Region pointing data
-=-=-=-=-

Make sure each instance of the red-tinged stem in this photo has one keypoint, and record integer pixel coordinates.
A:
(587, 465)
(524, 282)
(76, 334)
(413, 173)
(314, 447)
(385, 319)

-=-=-=-=-

What is being asked
Your output should match the records above word for word.

Task result
Make sure each instance of the red-tinged stem in this photo has one keypoint, and record integer pixel coordinates.
A:
(587, 465)
(524, 282)
(76, 334)
(413, 173)
(314, 447)
(385, 319)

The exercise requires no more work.